◆ Challenges ◆
**A)** Print the passage of the article on the Oblates in Mindanao between "Zeal and martyrdom: 75" and "and Lumad communities.", inclusive.
**B)** Determine whether each statement agrees with the article on the Oblates in Mindanao: (i) the seven missionaries reached Manila aboard the Empress of Japan; (ii) the anniversary gathering was held in Midsayap town in South Cotabato; (iii) five members of the congregation have been killed in Mindanao. Answer yes or no for each, and quote the deciding words of the article.

◆ Selected text ◆
549 - November 2014
September 30th, 2014 - October 31st, 2014



Zeal and martyrdom: 75 years in Mindanao

The seemingly endless odds facing its missions and the gory tales of martyrdom of its four members never dampened the zeal of the Oblate Congregation to keep on working for the needy southern Moro, Christian and Lumad communities.

The Oblates celebrated on September 25th through the 27th their 75 years of presence in the country’s south, a mission pioneered by seven foreign missionaries led by Gerard MONGEAU, a French-Canadian priest from Quebec.

Thousands of volunteer lay workers and representatives of the Catholic communities from different barrios in Mindanao converged on Midsayap town in North Cotabato to commemorate the historic arrival in the country of Mongeau’s group on Sept. 25, 1939.

The rosy 75-year history of the presence in the country of the Oblates is one written in the blood, sweat and tears of its Filipino and foreign missionaries, some of them jailed by the Japanese during World War II on suspicions they were spies of American forces.

Many Oblate priests were also persecuted by the military in the 1970s for maintaining close contact with leaders of Moro rebel groups—mostly students of schools their Congregation established—who dropped out to join the secessionist uprising.

Mongeau and his companions arrived in Manila by boat, the Empress of Japan, which departed from a port in the United States of America on August 15, 1939. The seven Oblates then took over the missions of the Jesuits, in what were known in those days as the Empire Province of Cotabato and in the Sulu archipelago. After setting foot in Mindanao, Mongeau and his six companions, Egide BEAUDOIN, Cutbert BILLMAN, Francis MCSORLEY, Joseph BOYD, Emile BOLDUC and George DION, immediately started organizing communities of mixed Muslim, Christian and Lumad communities in far-flung areas, some reachable only on horseback and carts drawn by water buffaloes.

The seven priests opened Catholic schools, admitting non-Christians and Lumads. Today, the schools are part of the influential Notre Dame Educational Association, which groups more than 100 academic institutions scattered in Central Mindanao and the island provinces of Sulu and Tawi-Tawi.

Oblate Missionary Eliseo MERCADO Jr., director of the Institute for Autonomy and Governance, said their missionary works in southern Philippines is one fraught with never-ending challenges, which fan what is for him “flames of devotion” in their hearts. Mercado, who had served in Moro enclaves in Maguindanao, is presently engaged in various peace-building activities in Mindanao, assisted by the Konrad Adenauer Stiftung of Germany.

“I feel so proud being an Oblate. There is closeness with people in areas where we serve. Our media (ministry) is known for bringing the Muslims and Christians close to each other,” said Orlando Cardinal QUEVEDO, Mindanao’s Catholic archbishop.

Four members of the OMI have been killed in one attack after another, while performing missionary works in Mindanao. The killings never dampened the congregation’s zeal to serve the area’s poor and needy sectors.

◆ Data excerpt ◆

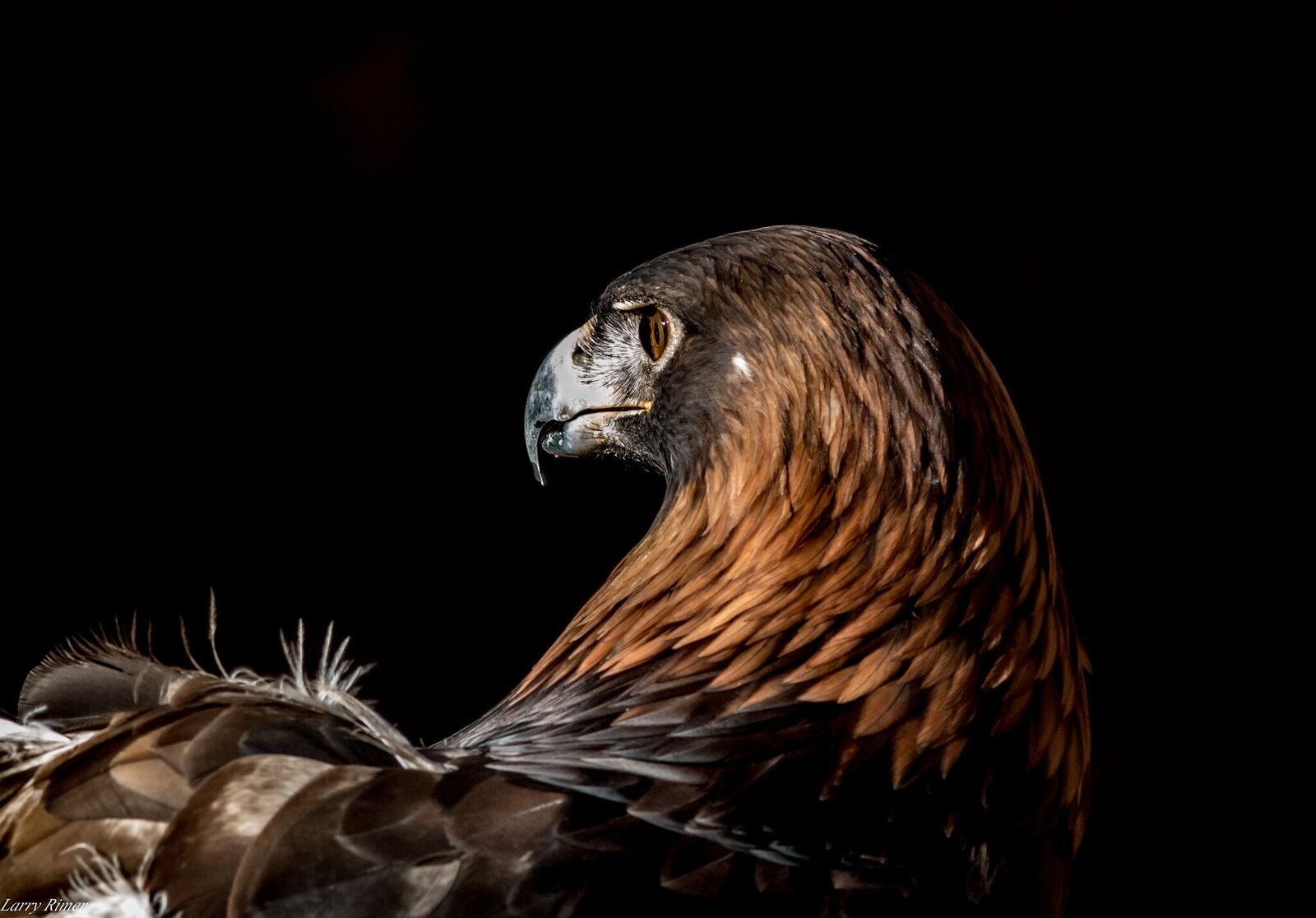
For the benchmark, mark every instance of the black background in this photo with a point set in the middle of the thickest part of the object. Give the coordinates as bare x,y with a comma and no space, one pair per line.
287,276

◆ Solutions in order ◆
**A)**
Zeal and martyrdom: 75 years in Mindanao

The seemingly endless odds facing its missions and the gory tales of martyrdom of its four members never dampened the zeal of the Oblate Congregation to keep on working for the needy southern Moro, Christian and Lumad communities.

**B)**
(i) Yes: "Mongeau and his companions arrived in Manila by boat, the Empress of Japan"
(ii) No: "converged on Midsayap town in North Cotabato"
(iii) No: "Four members of the OMI have been killed in one attack after another"